▶ Task directions: Pick up the court opinion below, on the defendants' appeal, and continue it from its last sentence.

▶ Reading passage:
Defendants also contend that certain conduct of the prosecution in presenting its case to the jury was improper and served to deny defendants a fair trial. Specifically, defendants assert that during the course of its closing argument to the jury the prosecution misrepresented certain evidence and improperly shifted the burden of proof to defendants.

We note at the outset that defendants have failed to preserve this issue for appeal. Failure to make a timely objection during closing argument operates as a waiver of error allegedly contained therein. (People v. Moore (1973), 55 Ill. 2d 570, 304 N.E.2d 622.) Similarly, the failure to include such an error in a written post-trial motion for new trial precludes consideration of that issue on appeal. (People v. Witherspoon (1975), 33 Ill. App. 3d 12, 337 N.E.2d 454.) Since defendants objected to the State’s closing argument neither at trial nor in their post-trial motion, they have waived consideration of any alleged errors contained in that argument.

In any case, consideration of the remarks in question reveals no impropriety. Specifically, the prosecution properly commented on defendants’ failure to establish that a shooting took place in the vicinity of Homan Avenue and Walnut Street on the occasion in question. In claiming that they were shot in that locale, defendants sought to assert an alibi defense. The prosecution briefly noted, in its closing argument, that this alibi was unsubstantiated by any person in the area who might have been a potential witness to such shootings. The failure to produce any *973such witnesses or explain their absence, though not a substantial proof of the charge, is a circumstance entitled to some Wight in the minds of the jury, and, as such, is a legitimate subject of comment by the prosecution. People v. Stephens (1974), 18 Ill. App. 3d 971, 310 N.E.2d 824.

Such additional comments as are currently complained of on appeal represent reasonable inferences from the evidence adduced at trial. None of the comments asserted on appeal as grounds for reversal may be said to be of such magnitude. People v. Nicholls (1969), 42 Ill. 2d 91, 245 N.E.2d 771.


Defendants finally contend that the trial court erroneously instructed the jury with respect to the offenses of felony murder, armed robbery and the principle of accountability as such instructions were not based upon matters in evidence and in failing to tender, sua sponte, an instruction defining the offense of “attempt.”

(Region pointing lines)

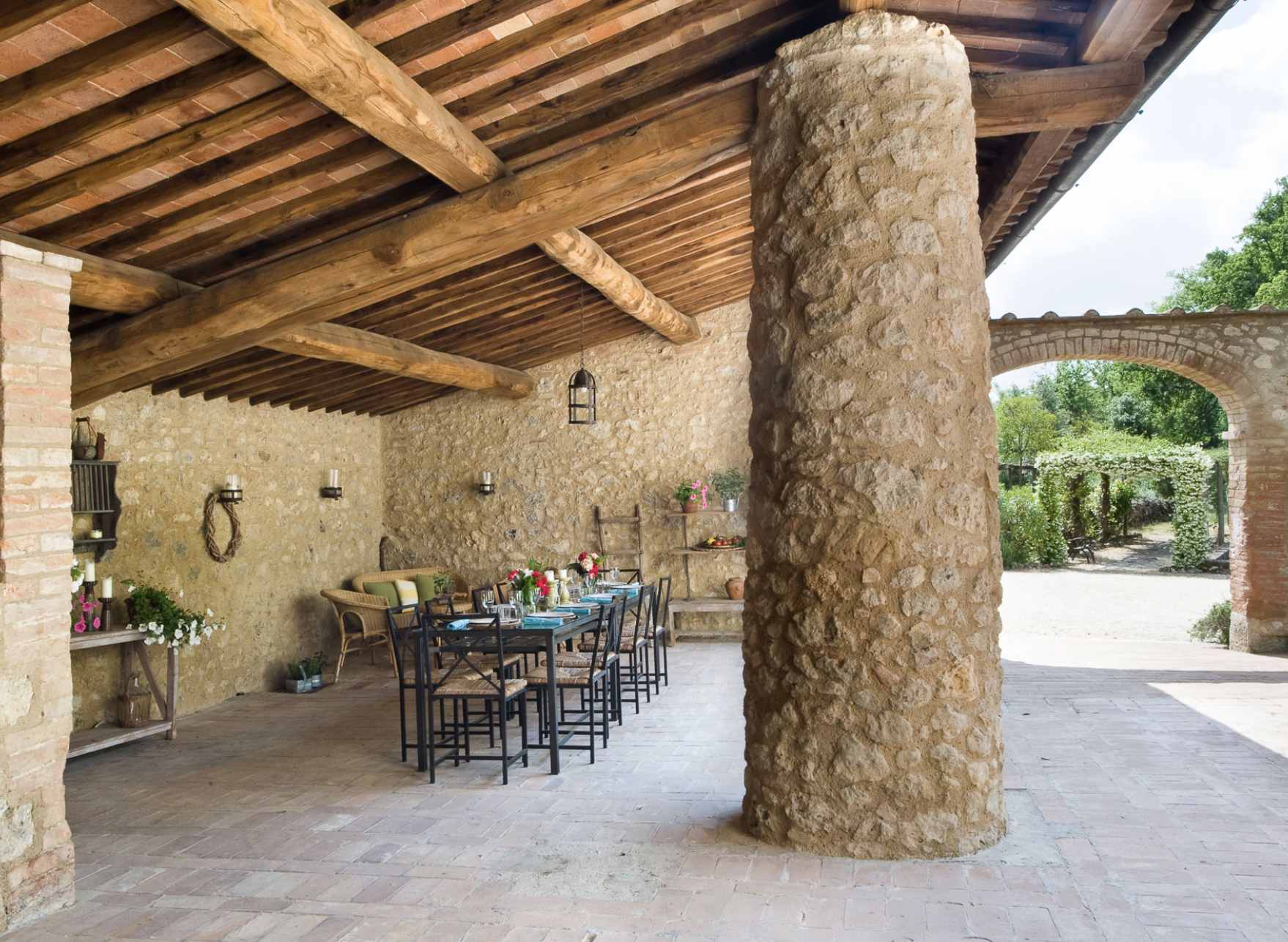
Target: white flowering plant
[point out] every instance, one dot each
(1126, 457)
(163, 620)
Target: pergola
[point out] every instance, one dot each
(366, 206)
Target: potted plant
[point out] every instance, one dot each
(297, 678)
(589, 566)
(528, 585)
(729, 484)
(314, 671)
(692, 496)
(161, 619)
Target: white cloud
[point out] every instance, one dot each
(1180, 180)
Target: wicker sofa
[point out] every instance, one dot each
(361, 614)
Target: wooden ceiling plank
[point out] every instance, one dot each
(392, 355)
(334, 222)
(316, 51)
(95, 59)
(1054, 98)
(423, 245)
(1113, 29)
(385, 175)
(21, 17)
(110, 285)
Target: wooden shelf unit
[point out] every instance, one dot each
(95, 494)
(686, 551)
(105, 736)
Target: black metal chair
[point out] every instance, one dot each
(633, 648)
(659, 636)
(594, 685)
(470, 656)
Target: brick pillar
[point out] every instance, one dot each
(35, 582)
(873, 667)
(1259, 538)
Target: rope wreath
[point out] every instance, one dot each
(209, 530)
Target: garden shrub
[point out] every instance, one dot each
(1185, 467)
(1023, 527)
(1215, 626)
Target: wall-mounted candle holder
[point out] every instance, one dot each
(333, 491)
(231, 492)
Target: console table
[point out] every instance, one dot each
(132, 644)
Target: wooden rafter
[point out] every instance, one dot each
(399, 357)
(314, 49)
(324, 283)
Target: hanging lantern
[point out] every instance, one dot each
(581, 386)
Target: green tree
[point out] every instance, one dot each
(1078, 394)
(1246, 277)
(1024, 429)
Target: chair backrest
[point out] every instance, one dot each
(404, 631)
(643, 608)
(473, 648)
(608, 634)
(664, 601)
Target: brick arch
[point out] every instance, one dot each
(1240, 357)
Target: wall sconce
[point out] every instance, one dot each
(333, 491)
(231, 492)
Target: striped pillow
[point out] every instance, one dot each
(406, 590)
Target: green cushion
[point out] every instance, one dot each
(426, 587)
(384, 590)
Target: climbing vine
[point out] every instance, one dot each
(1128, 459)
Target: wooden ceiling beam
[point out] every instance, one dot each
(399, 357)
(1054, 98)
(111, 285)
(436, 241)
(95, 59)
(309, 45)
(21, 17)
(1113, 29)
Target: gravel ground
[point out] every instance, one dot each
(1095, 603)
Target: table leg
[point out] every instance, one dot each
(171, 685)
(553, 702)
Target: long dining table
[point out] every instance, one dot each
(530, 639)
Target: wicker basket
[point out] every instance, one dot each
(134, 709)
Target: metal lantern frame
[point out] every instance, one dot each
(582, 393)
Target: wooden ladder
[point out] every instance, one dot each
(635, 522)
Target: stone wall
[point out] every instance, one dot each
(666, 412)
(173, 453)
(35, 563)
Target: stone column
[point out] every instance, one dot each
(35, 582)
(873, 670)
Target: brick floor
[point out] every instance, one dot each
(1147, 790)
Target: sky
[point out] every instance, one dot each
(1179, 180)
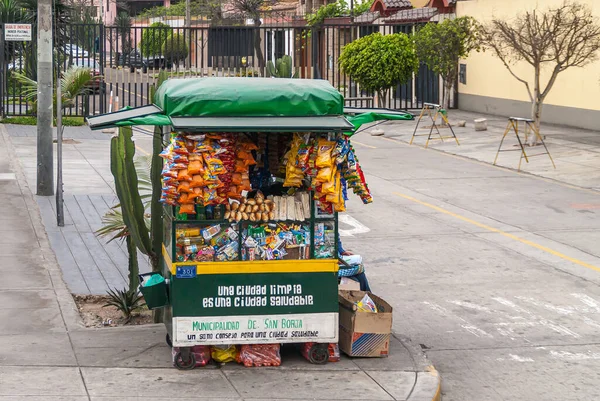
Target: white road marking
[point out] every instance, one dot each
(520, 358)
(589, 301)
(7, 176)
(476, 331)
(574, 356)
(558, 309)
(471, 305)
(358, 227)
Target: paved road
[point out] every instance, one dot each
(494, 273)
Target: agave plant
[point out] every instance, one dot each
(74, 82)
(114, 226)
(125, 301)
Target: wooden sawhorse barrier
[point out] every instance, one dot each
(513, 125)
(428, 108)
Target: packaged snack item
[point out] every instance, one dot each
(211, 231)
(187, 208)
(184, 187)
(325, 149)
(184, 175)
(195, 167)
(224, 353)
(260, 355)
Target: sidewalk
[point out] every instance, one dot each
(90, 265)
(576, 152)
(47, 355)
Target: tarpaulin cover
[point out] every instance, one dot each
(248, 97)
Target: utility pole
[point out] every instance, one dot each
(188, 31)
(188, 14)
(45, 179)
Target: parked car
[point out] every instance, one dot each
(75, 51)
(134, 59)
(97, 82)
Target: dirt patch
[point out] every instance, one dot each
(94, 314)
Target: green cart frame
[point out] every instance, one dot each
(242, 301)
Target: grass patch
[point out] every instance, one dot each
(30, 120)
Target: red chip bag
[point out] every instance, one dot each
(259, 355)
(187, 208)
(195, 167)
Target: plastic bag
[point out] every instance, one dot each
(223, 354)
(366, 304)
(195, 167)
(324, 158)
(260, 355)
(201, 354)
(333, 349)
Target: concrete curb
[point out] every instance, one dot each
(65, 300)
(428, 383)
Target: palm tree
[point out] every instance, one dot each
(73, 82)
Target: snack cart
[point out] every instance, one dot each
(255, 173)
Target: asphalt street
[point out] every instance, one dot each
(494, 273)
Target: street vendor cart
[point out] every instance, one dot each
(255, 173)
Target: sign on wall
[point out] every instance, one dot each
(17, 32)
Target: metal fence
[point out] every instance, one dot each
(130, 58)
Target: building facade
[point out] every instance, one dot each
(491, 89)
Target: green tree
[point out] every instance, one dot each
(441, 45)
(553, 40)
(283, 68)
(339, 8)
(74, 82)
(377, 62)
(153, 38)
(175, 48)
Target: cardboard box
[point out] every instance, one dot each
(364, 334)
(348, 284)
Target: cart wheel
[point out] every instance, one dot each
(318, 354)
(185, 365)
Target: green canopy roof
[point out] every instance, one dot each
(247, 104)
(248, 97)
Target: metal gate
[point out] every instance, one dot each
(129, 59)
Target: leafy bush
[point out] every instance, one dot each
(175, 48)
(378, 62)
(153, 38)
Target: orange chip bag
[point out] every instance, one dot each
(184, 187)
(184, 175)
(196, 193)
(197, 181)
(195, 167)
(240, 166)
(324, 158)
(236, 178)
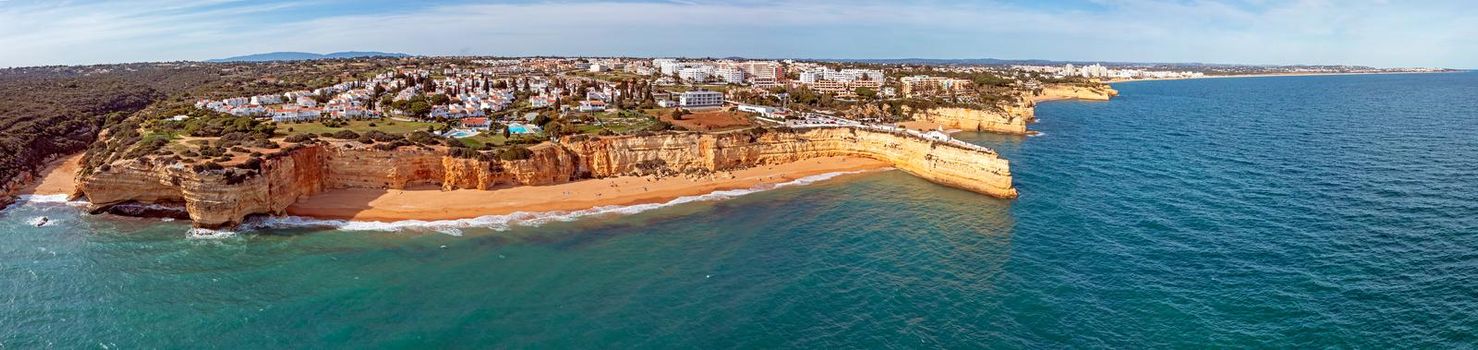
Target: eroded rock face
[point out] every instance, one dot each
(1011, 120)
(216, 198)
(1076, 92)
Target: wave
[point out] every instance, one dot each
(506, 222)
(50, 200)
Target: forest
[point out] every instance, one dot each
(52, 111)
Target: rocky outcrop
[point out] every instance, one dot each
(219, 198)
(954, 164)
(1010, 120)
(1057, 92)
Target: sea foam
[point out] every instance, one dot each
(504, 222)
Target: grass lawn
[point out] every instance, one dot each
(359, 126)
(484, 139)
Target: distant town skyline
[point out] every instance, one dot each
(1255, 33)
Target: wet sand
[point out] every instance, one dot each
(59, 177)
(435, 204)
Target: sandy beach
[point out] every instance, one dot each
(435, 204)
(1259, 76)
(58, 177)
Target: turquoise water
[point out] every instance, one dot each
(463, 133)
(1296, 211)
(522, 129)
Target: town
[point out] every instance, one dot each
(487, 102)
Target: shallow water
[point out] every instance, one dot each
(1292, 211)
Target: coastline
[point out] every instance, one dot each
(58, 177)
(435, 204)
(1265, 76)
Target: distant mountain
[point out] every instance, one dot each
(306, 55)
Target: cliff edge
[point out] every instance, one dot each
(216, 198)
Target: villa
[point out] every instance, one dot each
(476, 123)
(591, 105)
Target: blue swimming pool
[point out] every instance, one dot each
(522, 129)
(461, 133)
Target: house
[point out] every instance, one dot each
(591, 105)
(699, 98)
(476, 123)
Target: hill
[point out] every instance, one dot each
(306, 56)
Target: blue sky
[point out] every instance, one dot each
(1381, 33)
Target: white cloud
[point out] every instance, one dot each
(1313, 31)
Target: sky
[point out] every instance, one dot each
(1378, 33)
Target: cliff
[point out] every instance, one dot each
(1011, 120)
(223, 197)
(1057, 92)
...
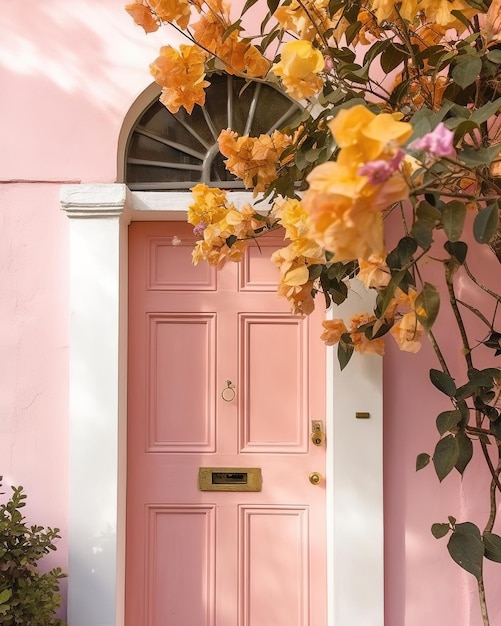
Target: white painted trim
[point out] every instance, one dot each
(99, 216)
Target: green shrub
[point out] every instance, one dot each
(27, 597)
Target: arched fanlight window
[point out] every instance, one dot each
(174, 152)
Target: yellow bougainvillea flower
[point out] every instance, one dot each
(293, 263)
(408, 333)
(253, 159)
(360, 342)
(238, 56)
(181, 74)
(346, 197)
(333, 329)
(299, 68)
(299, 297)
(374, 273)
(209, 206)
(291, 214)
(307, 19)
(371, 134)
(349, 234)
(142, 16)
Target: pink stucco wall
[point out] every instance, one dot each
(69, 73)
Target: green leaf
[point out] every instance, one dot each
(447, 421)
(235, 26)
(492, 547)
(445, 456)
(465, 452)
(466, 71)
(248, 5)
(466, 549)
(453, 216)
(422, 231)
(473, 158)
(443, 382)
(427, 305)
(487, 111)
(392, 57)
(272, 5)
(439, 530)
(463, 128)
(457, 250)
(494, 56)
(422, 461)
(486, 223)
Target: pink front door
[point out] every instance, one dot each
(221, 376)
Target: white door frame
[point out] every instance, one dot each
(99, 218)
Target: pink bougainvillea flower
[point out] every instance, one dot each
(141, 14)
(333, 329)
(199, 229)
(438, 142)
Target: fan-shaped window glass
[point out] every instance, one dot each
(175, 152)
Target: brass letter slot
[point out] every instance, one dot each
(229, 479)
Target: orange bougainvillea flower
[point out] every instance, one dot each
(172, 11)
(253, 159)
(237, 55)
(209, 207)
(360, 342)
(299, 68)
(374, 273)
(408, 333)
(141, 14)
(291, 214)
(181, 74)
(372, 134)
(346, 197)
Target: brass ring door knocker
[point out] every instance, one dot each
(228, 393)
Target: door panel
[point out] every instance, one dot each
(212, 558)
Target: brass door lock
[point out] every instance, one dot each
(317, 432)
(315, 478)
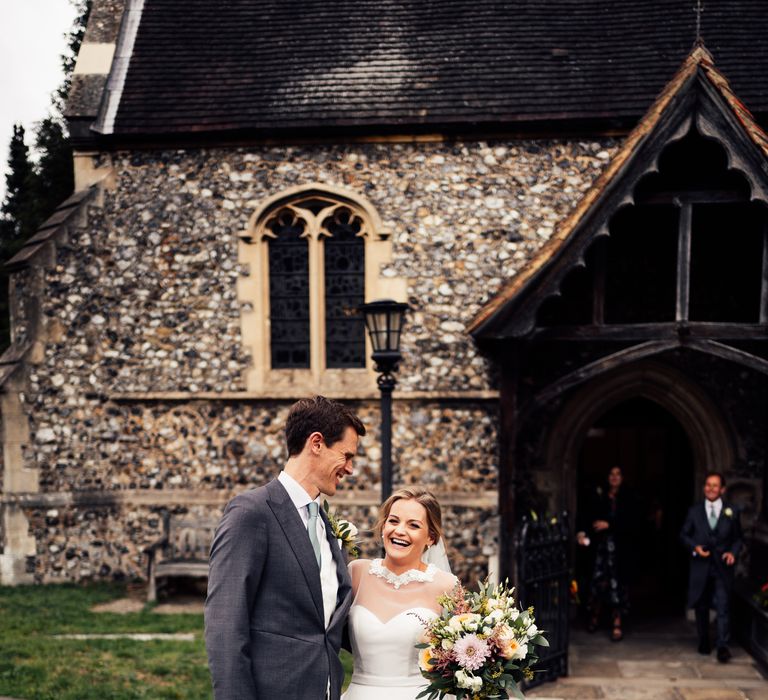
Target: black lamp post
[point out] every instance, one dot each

▶ Written answer:
It is axiomatic that an instruction, in order to be properly given, must be supported by some evidence, but not necessarily undisputed evidence. (People v. Curtis (1969), 116 Ill. App. 2d 298, 254 N.E.2d 87.) As previously noted, there was ample evidence adduced at trial which served to establish that Ollie Bell was killed during the course of an armed robbery and that defendants were accountable for Bell’s death. Within this context, the instructions tendered to the jury which properly defined the concepts of accountability, felony murder and armed robbery were proper.

Defendants also contend on appeal that the trial court erred in omitting an instruction defining “attempt.” The State maintains that defendants’ failure to tender such an instruction or raise the issue in their written post-trial motion precludes consideration of the issue on appeal. However, it appears that this matter was brought to the attention of the trial court.

The jury was instructed inter alia:

“[IPI Criminal No. 7.01; People’s Instruction No. 14]
A person commits the crime of murder who kills an individual if, in performing the acts which cause the death,
# # #
he is attempting to commit or is committing the crime of Armed Robbery.”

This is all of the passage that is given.